__Task instructions__.
Write out every line exactly, from the first line of the records below through the line that contains "Target: otter nose".

Stored items from a collection
_____
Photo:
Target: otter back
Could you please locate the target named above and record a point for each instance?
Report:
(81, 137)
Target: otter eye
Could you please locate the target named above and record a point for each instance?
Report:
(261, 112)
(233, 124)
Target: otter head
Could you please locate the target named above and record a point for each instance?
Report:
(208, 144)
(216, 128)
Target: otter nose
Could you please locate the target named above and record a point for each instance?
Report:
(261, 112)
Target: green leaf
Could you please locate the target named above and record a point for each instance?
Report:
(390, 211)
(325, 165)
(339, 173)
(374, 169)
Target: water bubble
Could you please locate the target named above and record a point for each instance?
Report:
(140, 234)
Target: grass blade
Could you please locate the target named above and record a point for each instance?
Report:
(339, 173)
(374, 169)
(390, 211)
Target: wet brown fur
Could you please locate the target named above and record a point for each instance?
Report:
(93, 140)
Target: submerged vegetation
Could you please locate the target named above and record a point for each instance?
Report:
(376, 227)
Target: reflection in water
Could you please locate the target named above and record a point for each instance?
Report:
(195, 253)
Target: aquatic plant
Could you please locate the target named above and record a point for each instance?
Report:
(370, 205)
_____
__Exercise answer__.
Photo:
Target: otter back
Could you please locate the target named above and record a point for each instance?
Report:
(81, 137)
Target: otter eye
Could you please locate the target named above and record a point for each instance?
Report:
(261, 112)
(233, 124)
Target: otter head
Could you please locate the target named above and record a point for each instance?
Report:
(208, 144)
(216, 128)
Target: otter nose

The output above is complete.